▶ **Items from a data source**

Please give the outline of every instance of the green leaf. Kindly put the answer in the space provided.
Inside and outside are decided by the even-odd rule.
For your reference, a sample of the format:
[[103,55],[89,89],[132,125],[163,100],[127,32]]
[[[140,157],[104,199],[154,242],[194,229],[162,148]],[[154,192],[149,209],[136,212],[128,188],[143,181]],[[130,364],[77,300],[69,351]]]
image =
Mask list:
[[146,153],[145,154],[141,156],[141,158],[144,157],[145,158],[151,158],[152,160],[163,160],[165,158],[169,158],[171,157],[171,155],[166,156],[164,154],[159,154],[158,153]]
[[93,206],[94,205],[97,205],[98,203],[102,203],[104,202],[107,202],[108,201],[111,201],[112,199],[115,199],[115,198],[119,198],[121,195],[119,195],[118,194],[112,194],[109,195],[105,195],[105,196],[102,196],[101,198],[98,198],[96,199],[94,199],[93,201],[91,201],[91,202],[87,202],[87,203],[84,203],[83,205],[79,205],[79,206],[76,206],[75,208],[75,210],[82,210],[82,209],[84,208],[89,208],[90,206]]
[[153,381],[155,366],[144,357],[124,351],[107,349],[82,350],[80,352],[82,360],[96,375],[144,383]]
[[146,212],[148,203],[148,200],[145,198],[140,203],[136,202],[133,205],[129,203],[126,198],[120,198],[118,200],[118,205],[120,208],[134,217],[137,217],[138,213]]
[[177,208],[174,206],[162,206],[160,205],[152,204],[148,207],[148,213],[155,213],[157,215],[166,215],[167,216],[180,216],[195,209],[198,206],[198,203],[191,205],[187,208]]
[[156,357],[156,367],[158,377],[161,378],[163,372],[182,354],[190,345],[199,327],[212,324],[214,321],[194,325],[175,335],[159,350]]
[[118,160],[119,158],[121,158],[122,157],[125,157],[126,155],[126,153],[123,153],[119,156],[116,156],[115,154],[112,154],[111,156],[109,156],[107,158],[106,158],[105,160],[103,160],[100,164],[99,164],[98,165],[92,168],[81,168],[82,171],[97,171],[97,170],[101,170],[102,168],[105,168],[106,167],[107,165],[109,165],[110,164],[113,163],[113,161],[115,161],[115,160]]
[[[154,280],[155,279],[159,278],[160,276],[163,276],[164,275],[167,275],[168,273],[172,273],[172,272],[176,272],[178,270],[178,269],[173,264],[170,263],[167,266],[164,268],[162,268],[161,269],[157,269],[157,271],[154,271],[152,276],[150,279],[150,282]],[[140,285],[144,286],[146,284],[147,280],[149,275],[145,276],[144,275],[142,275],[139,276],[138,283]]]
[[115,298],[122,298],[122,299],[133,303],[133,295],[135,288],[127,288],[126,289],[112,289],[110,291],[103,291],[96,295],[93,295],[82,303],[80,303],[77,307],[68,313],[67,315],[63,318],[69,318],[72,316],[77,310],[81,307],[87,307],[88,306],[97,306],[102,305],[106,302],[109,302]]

▶ **WHAT YOU ARE ASKED TO DO**
Find every line in the entries above that contains the string "provided" and copy each of those lines.

▶ **FULL OUTPUT**
Please give the outline of every instance of the green leaf. Kindly put the answer in the space provided.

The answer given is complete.